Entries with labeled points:
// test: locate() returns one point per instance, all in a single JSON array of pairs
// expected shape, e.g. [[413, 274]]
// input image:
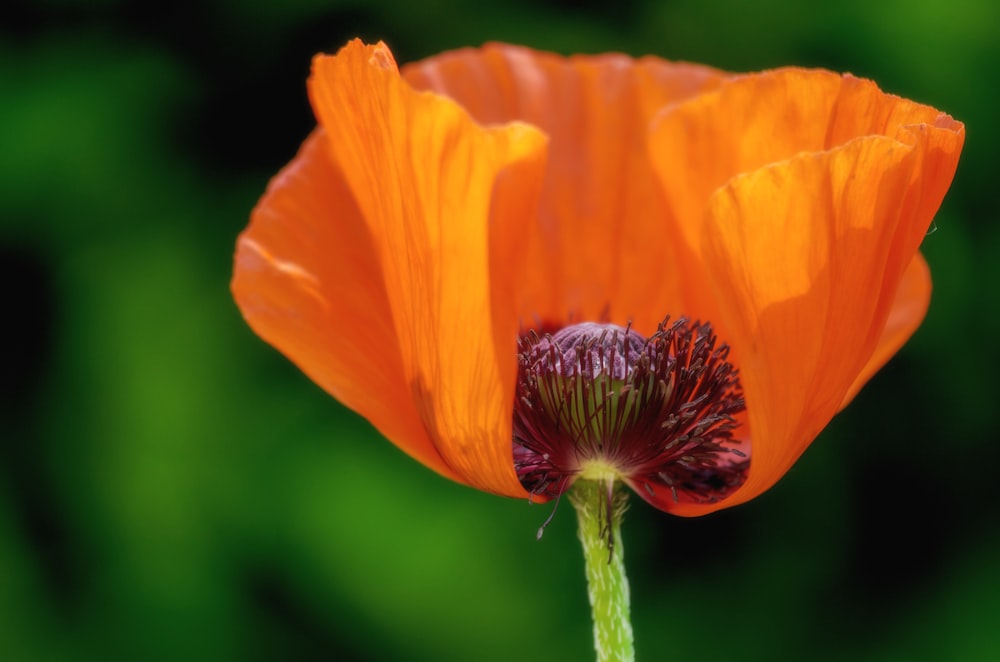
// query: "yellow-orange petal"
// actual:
[[602, 245], [423, 174], [757, 119], [907, 312], [307, 280], [805, 258]]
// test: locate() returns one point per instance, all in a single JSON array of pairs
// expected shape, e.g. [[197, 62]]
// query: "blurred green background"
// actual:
[[172, 488]]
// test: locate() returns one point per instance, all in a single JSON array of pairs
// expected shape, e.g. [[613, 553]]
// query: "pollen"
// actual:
[[601, 402]]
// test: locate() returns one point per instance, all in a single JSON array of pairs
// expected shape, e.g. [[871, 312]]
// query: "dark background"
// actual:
[[172, 488]]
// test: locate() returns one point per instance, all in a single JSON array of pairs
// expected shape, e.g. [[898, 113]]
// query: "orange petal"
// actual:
[[757, 119], [423, 173], [308, 282], [907, 312], [602, 246], [805, 258]]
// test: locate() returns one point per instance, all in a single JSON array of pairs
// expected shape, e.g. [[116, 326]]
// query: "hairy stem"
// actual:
[[599, 509]]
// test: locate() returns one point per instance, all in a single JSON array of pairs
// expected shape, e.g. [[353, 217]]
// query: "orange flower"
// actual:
[[438, 213]]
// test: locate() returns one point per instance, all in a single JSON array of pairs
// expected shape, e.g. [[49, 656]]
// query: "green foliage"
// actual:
[[171, 488]]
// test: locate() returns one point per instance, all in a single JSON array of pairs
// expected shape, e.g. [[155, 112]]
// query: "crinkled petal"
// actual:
[[805, 259], [802, 198], [423, 175], [907, 312], [307, 280], [602, 243]]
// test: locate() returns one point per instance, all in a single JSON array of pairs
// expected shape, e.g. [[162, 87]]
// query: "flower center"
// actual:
[[600, 402]]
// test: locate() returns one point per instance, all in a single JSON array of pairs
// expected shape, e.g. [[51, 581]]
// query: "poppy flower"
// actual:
[[522, 268]]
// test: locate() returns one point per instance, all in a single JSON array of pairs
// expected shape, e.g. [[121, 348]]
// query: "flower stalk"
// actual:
[[599, 509]]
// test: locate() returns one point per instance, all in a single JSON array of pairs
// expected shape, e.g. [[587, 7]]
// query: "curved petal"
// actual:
[[602, 246], [805, 258], [422, 173], [307, 280], [758, 119], [907, 312]]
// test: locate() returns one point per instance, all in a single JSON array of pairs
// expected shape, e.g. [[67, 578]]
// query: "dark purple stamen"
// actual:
[[658, 413]]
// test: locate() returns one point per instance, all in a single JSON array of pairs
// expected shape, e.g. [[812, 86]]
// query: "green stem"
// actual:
[[599, 510]]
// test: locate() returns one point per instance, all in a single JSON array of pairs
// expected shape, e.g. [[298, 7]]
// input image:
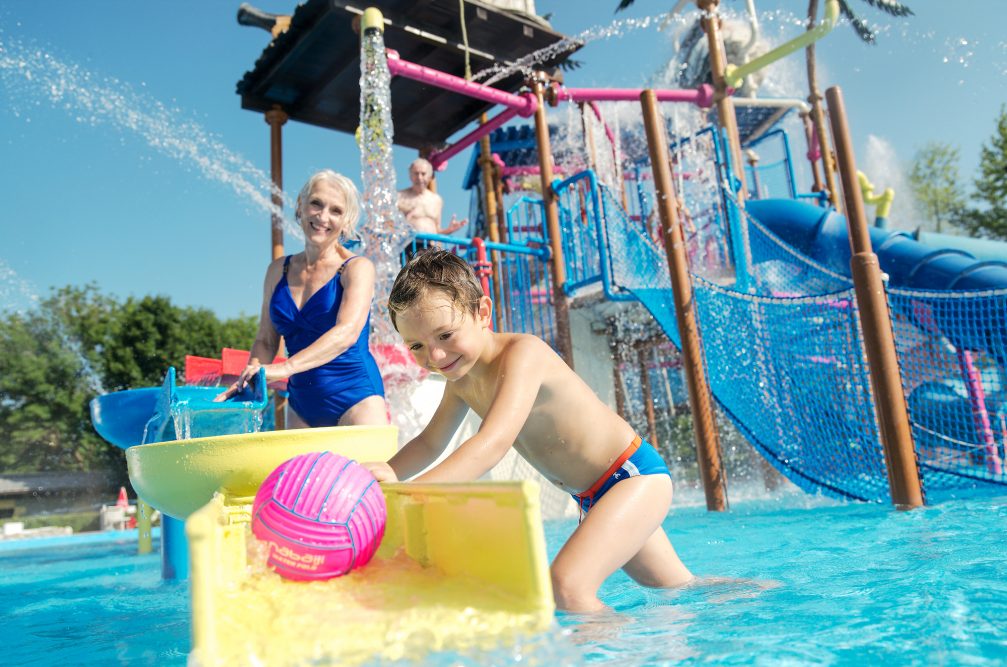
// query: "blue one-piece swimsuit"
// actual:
[[321, 396]]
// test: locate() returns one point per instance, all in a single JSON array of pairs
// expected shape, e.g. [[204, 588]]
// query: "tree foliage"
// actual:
[[78, 343], [990, 220], [933, 177]]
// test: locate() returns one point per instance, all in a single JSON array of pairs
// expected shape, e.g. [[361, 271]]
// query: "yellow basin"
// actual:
[[179, 477]]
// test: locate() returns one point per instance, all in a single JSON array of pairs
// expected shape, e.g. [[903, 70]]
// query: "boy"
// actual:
[[530, 399]]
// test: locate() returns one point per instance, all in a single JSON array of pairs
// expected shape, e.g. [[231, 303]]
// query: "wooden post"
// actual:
[[725, 105], [806, 118], [705, 426], [276, 117], [752, 158], [549, 198], [875, 320], [818, 115]]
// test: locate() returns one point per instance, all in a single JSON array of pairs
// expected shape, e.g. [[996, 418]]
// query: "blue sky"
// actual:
[[123, 187]]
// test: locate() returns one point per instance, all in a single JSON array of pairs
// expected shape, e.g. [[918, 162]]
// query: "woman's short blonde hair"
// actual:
[[344, 184]]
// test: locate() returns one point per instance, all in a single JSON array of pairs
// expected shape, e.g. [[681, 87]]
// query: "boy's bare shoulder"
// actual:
[[525, 347]]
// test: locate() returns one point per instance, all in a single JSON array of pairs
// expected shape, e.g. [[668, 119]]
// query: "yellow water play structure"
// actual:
[[461, 566]]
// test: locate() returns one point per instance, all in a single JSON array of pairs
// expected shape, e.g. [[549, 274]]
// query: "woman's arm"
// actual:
[[425, 447], [357, 291], [521, 377]]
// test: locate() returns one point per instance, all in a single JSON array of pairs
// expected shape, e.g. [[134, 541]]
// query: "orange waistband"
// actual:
[[623, 457]]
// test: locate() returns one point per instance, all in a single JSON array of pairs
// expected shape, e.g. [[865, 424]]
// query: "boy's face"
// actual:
[[443, 338], [420, 174], [323, 213]]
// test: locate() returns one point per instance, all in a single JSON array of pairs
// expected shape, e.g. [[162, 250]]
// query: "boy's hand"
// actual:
[[382, 471]]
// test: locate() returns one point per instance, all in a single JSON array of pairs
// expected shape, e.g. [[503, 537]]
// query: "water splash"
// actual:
[[32, 76], [385, 232], [618, 28], [883, 167], [18, 296]]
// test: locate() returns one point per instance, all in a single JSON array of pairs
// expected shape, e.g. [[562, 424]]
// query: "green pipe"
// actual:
[[733, 76], [882, 201]]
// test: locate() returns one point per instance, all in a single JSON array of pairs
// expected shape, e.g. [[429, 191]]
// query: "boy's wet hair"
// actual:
[[434, 270]]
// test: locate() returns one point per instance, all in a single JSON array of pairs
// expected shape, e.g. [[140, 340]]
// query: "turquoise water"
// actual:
[[820, 582]]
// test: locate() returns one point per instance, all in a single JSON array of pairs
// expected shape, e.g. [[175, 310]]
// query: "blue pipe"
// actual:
[[822, 235]]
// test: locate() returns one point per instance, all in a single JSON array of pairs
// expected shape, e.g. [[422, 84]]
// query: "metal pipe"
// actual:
[[276, 117], [705, 427], [551, 207], [642, 351], [439, 157], [875, 322]]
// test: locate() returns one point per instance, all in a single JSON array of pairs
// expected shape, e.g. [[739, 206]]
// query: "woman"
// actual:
[[319, 301]]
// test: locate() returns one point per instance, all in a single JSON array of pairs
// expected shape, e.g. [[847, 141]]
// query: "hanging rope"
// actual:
[[464, 39]]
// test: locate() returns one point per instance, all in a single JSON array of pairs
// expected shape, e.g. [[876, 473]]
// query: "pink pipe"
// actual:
[[525, 105], [702, 96], [530, 170], [442, 156], [980, 414]]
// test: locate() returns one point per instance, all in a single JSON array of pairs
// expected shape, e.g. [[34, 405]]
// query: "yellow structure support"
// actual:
[[882, 201], [734, 75], [143, 527]]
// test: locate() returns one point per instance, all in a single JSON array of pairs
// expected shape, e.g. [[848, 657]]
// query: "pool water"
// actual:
[[808, 581]]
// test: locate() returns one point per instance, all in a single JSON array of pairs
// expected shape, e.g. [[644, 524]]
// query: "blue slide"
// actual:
[[822, 235]]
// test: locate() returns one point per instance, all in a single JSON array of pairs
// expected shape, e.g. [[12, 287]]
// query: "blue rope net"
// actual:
[[952, 349]]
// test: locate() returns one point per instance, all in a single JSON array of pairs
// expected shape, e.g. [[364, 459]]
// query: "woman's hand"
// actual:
[[273, 372], [382, 471]]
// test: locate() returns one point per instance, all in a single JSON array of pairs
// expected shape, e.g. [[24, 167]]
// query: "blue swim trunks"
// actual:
[[638, 458]]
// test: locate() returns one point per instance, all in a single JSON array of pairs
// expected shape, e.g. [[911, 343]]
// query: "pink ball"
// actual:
[[320, 514]]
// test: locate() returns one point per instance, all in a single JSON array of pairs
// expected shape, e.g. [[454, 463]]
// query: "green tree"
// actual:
[[933, 177], [79, 343], [151, 335], [991, 186]]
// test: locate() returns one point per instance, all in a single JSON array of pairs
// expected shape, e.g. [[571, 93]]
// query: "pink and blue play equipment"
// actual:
[[320, 516], [135, 417]]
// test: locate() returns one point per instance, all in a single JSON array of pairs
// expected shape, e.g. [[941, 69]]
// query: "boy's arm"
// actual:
[[425, 447], [521, 377]]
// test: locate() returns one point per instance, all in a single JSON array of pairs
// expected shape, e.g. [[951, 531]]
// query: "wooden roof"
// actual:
[[312, 71]]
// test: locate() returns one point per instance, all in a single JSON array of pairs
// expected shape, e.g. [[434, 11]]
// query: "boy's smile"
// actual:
[[442, 337]]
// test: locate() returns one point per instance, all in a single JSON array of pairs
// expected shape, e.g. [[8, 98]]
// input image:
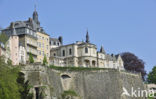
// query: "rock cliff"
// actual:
[[81, 84]]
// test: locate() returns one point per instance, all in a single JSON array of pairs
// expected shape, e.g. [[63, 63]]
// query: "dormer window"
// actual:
[[86, 50], [63, 53], [54, 43], [70, 51]]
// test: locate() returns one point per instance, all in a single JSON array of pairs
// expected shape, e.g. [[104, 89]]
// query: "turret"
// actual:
[[60, 40], [87, 37], [35, 16], [13, 29]]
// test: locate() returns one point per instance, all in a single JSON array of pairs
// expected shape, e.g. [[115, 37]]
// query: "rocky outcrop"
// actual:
[[83, 84]]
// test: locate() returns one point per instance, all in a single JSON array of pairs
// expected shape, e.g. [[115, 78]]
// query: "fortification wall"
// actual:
[[95, 84]]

**To do**.
Copy word for word the part of the entries that runs from the very start through the line containing "[[171, 488]]", including both ends. Leave the pictures out of your answer.

**Answer to the problem**.
// test: locate() returns one point per instance, all in a single JSON array of pairs
// expected shape, e.g. [[413, 274]]
// input image:
// query: "yellow-orange petal"
// actual:
[[602, 245], [423, 174], [757, 119], [907, 312], [307, 280], [805, 258]]
// test: locate() returns one point per instance, all in a single JSON array of pairs
// expected shape, e.g. [[197, 62]]
// query: "blurred green background"
// actual:
[[172, 488]]
// test: locate() returns one point per instance, all in a single JSON array of pairs
// expected shape, e.g. [[613, 553]]
// query: "pollen"
// actual:
[[601, 402]]
// test: locate() returns one point per instance, all in a single JSON array of pairs
// expected shape, e.g. [[871, 312]]
// query: "dark background"
// actual:
[[172, 488]]
// test: locate() returns one point per instance, all in a single JSON array of pairs
// expected shape, e.g. [[898, 113]]
// query: "orange petal"
// actual:
[[757, 119], [423, 173], [308, 282], [907, 312], [602, 246], [805, 258]]
// test: locate() returns one point per instance, all in a single JSON array of pairs
// expected shape, e.g. [[116, 326]]
// query: "hairy stem"
// actual:
[[599, 509]]
// test: locate() returns one point per instance, all in a single JSON array of pairs
// expected shape, e.g. [[353, 217]]
// query: "orange flower"
// actual:
[[438, 213]]
// test: locate() returns one point per instance, all in a single JSON array of pairs
// expected shape, e.g. [[49, 656]]
// query: "green foliage"
// actual:
[[171, 488]]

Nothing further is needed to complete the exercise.